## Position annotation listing
-- START --
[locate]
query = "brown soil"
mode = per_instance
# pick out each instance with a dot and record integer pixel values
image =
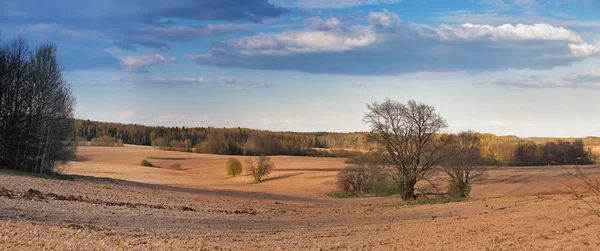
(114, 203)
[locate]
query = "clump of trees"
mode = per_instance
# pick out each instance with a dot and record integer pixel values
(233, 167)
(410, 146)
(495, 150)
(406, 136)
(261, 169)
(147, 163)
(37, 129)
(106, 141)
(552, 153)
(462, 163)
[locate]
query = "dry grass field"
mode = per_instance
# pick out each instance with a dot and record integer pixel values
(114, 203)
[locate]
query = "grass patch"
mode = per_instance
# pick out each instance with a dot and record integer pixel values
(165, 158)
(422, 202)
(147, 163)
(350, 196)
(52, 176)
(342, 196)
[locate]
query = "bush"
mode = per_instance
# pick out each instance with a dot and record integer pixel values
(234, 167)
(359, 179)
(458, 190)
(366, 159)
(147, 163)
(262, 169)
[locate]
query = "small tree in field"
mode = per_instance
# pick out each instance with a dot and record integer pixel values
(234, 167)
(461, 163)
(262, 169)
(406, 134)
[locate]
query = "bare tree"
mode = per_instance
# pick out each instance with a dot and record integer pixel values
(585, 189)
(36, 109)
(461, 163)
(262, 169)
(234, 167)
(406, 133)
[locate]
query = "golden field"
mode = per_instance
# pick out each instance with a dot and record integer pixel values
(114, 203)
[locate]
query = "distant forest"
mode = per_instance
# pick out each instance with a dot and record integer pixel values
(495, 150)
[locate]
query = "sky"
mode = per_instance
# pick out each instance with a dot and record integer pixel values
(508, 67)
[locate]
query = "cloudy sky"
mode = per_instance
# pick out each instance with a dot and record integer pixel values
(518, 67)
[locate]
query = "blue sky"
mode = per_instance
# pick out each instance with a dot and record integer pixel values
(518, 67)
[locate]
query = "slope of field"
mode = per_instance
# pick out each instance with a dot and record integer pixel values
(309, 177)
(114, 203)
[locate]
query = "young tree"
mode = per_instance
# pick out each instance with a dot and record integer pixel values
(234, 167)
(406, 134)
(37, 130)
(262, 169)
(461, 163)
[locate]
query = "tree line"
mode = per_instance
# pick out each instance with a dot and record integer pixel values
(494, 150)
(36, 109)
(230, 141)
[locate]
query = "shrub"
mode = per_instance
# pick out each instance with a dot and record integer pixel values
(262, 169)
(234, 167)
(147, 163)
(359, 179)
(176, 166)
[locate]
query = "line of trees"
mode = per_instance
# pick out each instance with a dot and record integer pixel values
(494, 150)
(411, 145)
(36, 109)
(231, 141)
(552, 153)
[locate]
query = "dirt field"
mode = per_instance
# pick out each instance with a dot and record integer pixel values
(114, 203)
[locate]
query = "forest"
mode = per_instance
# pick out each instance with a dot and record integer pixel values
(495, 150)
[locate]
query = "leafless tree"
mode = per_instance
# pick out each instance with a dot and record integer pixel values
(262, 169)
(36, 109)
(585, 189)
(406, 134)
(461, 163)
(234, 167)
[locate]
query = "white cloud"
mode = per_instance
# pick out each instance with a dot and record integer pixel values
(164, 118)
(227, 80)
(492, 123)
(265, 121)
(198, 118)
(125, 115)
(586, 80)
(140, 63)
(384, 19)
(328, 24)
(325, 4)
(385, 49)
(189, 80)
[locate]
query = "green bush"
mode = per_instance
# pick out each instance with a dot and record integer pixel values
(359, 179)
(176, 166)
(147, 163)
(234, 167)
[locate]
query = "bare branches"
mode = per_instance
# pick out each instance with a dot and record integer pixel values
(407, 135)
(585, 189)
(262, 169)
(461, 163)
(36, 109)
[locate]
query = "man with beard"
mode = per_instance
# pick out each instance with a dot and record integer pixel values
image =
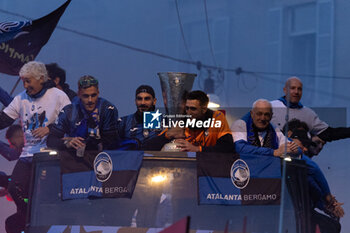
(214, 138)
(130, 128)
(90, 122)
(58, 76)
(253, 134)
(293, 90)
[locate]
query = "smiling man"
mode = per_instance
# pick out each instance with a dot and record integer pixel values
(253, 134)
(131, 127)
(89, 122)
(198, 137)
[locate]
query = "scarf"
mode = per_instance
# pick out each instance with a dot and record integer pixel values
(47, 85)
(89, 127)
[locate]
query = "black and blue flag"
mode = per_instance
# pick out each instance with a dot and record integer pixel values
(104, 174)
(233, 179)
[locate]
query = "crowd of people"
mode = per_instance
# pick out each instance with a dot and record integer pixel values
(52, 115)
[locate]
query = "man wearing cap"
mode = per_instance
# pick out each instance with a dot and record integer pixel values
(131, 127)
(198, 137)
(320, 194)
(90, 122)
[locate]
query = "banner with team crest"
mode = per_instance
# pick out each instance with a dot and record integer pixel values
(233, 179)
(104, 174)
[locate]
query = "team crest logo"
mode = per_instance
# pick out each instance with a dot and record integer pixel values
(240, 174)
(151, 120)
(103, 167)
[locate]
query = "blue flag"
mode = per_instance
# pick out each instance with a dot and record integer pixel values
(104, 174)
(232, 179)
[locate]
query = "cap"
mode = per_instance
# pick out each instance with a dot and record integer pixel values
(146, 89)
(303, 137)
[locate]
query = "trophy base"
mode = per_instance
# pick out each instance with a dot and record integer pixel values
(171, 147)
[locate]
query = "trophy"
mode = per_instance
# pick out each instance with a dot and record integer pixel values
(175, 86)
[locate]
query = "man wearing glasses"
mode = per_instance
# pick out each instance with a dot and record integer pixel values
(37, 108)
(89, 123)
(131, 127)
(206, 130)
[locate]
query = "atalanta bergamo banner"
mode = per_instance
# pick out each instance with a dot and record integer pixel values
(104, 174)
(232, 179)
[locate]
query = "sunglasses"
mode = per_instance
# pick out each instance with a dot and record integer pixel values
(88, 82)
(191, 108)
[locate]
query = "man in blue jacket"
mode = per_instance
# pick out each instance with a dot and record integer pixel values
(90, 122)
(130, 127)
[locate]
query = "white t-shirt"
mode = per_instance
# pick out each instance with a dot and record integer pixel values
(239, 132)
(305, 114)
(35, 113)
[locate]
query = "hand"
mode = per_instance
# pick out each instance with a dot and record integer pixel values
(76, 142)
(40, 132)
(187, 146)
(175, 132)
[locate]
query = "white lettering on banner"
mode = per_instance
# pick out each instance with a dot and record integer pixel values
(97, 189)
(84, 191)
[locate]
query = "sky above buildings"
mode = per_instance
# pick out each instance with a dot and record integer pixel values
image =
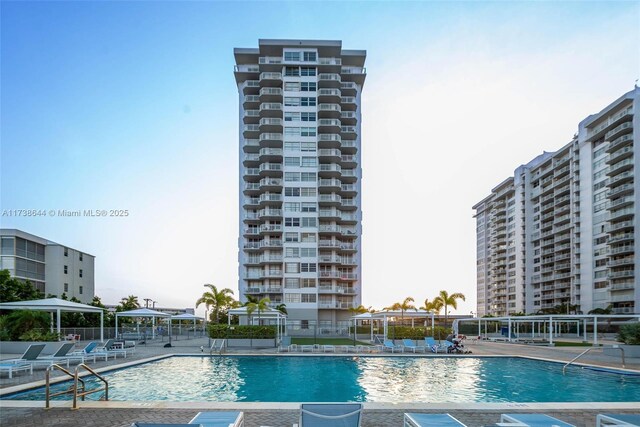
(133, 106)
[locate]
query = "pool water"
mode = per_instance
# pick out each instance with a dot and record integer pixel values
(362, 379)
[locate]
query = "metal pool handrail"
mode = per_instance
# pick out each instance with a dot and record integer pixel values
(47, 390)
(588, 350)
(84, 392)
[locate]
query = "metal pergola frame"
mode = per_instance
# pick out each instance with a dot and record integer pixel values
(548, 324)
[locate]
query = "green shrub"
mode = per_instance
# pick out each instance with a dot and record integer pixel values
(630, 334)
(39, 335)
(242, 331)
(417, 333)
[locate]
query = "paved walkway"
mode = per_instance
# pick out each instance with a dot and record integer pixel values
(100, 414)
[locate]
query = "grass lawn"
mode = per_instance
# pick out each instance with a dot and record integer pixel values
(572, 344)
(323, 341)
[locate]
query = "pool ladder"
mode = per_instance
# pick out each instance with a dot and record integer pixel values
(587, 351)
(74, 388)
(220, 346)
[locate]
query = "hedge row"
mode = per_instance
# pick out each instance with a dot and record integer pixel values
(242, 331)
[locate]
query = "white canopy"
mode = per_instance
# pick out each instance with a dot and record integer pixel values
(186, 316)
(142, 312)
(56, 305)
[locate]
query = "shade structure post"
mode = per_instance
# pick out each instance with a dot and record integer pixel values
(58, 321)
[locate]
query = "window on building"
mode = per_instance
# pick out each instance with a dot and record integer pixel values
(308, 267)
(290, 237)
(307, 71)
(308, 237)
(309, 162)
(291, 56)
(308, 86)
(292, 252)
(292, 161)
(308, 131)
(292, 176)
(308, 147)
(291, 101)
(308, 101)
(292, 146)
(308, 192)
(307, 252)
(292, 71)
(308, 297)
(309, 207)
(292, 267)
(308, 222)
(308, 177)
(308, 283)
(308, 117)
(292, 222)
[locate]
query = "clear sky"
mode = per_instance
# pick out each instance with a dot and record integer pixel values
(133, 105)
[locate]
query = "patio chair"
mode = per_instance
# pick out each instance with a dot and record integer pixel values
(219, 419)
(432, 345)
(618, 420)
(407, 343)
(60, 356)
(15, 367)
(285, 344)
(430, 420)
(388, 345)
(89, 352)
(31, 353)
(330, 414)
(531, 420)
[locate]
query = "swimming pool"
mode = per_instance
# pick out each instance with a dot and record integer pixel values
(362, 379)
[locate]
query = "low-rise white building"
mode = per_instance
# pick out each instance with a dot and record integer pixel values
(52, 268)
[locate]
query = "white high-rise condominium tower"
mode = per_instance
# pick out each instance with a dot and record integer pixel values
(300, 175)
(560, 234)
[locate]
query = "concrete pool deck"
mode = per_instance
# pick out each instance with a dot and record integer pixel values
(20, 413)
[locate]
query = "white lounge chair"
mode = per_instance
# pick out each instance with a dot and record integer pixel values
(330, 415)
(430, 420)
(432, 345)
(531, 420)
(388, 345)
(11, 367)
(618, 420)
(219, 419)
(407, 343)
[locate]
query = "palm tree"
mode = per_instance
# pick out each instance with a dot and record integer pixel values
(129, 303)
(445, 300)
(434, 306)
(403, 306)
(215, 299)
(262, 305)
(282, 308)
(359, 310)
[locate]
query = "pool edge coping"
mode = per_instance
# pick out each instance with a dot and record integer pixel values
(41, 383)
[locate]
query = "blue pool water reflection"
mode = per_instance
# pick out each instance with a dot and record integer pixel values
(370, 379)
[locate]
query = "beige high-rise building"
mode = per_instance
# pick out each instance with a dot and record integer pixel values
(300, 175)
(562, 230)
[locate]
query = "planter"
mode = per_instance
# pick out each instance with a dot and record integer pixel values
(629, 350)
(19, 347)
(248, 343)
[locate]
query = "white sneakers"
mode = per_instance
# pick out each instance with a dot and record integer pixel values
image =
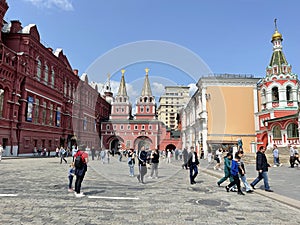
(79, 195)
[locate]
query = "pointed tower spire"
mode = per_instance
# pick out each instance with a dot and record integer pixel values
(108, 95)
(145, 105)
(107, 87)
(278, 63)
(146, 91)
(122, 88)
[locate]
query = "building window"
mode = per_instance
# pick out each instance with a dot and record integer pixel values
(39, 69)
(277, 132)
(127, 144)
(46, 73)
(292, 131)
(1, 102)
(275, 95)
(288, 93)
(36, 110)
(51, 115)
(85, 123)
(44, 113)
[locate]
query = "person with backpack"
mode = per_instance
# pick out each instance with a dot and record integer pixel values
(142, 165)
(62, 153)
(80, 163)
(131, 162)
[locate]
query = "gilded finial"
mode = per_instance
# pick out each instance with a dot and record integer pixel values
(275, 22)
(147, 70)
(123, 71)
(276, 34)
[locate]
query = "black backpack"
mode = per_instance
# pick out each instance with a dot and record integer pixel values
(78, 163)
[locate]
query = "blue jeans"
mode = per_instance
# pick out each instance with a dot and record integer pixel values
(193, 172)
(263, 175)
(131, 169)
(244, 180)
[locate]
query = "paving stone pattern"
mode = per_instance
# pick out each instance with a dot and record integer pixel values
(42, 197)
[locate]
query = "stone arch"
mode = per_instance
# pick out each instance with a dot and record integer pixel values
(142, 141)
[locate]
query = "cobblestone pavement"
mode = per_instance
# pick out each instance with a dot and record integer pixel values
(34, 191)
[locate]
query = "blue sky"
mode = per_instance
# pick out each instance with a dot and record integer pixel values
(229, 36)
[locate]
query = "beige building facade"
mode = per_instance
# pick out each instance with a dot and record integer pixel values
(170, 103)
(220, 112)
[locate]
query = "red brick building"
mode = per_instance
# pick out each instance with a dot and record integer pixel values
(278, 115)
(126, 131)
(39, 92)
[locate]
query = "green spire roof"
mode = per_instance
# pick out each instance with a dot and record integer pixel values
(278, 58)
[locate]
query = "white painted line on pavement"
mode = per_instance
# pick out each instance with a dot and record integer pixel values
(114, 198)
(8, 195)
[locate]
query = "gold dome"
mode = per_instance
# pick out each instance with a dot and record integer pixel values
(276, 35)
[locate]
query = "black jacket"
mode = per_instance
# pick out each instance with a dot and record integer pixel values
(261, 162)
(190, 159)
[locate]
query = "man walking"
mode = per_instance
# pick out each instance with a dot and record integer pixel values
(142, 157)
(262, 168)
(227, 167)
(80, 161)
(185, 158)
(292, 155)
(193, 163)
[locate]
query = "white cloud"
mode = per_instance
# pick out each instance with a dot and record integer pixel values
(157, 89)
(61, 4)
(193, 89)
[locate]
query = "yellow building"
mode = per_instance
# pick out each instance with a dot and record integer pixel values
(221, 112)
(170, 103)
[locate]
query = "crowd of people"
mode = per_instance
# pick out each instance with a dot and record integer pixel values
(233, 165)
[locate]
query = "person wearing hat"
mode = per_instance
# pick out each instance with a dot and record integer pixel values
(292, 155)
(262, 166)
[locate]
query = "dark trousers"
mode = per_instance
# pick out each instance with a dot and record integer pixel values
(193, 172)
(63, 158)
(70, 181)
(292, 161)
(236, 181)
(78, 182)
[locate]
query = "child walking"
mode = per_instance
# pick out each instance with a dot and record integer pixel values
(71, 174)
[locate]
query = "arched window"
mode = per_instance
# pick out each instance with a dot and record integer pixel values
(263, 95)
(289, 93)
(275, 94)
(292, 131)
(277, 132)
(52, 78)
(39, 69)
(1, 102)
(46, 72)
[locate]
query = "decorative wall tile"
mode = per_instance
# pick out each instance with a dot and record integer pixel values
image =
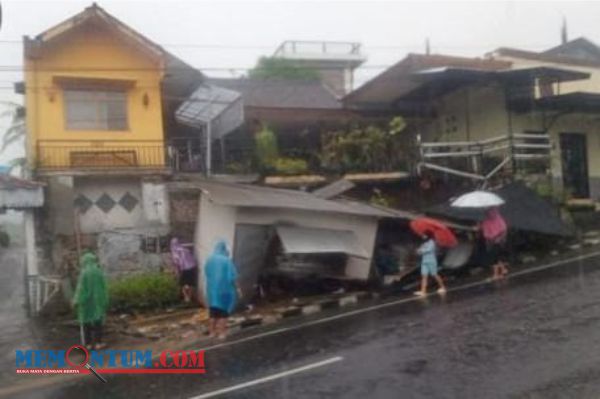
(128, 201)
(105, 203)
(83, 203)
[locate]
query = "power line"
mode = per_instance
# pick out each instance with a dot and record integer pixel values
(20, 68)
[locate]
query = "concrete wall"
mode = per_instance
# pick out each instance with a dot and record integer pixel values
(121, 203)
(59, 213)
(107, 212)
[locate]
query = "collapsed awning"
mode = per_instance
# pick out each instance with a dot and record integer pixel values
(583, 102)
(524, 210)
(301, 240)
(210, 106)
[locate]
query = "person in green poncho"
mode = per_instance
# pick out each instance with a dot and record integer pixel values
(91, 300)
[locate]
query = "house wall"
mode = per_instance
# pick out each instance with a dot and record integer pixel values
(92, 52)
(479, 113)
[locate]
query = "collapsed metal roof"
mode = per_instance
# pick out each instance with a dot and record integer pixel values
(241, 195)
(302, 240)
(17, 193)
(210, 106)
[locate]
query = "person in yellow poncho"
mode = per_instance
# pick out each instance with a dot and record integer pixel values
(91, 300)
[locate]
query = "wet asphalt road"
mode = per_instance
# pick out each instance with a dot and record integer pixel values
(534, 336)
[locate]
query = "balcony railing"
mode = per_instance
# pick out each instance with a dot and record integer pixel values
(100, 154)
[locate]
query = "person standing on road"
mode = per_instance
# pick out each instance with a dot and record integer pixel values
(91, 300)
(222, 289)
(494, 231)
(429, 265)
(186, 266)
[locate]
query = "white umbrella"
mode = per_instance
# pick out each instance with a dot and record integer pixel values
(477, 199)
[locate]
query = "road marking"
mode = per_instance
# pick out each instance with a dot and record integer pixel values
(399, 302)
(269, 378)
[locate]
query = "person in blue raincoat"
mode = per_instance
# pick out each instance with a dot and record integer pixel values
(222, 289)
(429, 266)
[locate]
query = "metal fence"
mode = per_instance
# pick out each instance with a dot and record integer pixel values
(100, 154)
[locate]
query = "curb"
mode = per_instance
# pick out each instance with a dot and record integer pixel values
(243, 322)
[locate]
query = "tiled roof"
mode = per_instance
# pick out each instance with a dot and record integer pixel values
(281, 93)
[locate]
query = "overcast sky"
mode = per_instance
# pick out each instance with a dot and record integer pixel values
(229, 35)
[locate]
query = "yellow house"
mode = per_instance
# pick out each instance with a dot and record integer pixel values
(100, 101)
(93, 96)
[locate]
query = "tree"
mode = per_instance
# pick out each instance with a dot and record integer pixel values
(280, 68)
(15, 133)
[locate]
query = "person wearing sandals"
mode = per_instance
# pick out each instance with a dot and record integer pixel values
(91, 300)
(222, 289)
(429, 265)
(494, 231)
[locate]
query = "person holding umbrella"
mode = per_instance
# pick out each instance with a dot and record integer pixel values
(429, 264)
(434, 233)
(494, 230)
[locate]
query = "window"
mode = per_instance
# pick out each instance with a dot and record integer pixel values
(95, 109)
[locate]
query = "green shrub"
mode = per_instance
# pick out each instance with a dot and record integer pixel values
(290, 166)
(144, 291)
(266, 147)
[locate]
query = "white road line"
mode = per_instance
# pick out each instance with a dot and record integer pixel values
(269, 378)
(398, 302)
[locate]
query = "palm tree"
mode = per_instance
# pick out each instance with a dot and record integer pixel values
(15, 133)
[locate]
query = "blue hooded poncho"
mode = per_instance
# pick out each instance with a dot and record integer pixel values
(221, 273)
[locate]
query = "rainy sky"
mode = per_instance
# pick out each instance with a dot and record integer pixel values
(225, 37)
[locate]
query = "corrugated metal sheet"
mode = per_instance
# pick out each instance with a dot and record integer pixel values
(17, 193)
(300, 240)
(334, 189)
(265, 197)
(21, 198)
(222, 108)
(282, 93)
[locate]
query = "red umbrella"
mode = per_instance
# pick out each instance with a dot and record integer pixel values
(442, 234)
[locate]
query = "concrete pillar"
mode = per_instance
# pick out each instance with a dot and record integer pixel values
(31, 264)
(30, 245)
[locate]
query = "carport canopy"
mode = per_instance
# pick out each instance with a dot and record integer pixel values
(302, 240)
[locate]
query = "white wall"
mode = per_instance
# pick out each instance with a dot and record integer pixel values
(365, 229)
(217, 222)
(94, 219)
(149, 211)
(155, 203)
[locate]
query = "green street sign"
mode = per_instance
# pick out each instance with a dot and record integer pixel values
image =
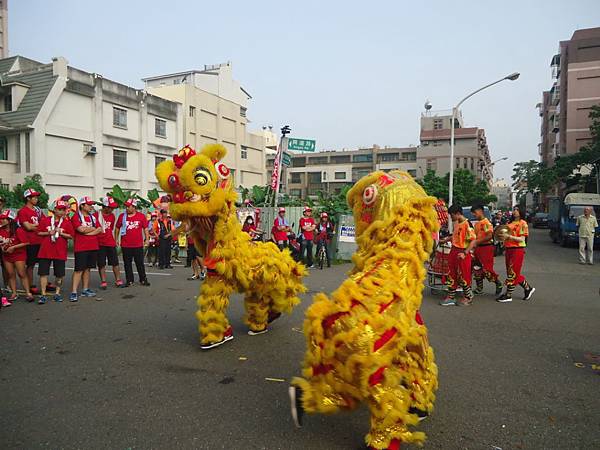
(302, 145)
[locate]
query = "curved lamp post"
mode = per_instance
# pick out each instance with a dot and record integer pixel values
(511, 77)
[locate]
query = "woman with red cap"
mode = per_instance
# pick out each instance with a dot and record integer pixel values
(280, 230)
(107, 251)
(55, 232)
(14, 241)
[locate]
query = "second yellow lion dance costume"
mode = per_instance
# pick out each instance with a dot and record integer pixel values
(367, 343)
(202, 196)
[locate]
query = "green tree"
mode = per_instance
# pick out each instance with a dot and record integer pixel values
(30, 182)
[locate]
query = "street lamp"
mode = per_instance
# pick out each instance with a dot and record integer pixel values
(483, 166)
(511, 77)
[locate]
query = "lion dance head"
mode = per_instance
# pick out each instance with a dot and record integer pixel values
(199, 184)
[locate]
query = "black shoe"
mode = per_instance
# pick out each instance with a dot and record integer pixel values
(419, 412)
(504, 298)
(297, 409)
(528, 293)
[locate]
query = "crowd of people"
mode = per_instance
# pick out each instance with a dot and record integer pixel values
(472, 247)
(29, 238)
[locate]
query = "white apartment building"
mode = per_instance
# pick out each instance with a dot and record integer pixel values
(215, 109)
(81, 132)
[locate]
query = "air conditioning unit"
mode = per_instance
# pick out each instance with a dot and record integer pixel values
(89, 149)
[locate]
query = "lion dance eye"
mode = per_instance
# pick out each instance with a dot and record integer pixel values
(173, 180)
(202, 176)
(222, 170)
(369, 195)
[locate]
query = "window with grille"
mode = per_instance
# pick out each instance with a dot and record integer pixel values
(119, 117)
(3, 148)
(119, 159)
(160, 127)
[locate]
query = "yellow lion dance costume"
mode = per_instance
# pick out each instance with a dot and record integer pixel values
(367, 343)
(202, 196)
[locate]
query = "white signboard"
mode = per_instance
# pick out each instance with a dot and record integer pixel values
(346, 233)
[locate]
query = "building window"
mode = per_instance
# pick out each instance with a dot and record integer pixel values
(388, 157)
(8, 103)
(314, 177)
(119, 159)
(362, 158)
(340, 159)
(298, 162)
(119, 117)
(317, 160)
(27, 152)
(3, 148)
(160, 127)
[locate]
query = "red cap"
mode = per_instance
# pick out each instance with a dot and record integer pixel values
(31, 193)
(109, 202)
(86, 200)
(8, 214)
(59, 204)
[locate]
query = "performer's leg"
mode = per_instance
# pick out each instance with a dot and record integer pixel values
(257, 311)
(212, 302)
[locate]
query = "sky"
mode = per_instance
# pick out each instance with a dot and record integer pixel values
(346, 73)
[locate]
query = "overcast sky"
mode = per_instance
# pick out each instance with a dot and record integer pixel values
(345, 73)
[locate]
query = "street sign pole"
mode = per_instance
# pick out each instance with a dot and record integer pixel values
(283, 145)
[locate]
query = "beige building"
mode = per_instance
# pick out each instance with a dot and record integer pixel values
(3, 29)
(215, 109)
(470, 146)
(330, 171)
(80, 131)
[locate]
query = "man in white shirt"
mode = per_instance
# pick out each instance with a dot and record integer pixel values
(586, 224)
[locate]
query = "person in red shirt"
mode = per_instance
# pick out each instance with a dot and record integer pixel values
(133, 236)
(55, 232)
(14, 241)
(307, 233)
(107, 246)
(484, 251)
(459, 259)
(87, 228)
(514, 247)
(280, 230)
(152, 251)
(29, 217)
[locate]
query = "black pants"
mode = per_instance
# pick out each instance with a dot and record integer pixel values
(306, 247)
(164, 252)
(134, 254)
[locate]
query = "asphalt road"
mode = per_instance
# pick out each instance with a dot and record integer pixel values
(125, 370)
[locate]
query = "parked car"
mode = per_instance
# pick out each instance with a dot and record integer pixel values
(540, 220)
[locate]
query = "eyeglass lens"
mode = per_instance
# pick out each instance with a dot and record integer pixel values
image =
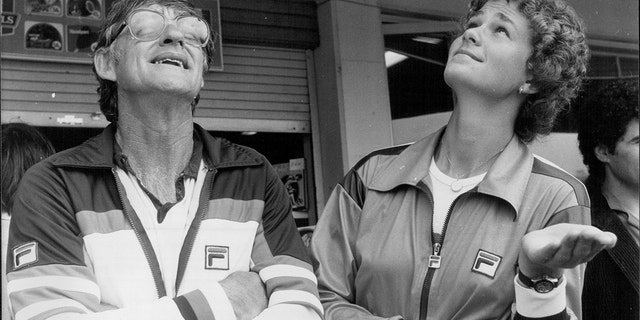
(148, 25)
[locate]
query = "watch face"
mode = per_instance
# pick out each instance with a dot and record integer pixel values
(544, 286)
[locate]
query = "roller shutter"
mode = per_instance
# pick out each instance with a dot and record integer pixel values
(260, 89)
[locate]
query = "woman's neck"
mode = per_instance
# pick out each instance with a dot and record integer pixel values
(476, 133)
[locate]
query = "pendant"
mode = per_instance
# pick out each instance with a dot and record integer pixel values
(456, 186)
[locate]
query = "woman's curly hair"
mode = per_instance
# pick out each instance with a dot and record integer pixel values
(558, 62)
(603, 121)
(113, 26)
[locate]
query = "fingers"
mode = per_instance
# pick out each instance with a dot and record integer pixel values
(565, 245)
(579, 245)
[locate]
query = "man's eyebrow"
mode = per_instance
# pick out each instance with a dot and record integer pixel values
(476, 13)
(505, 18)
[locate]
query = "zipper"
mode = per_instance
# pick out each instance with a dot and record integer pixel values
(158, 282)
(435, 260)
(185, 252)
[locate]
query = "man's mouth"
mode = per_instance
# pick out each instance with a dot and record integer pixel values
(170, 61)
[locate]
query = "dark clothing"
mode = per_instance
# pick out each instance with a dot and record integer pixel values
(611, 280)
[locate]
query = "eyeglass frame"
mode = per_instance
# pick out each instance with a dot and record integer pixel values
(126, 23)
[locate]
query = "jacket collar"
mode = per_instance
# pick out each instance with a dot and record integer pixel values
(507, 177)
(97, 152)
-- END --
## PROBLEM TO WORK ON
Collect every line of the listing above that contains the string "tower", and copy each one in full.

## THE OUTPUT
query = "white high-rise condominium tower"
query = "pointed tower spire"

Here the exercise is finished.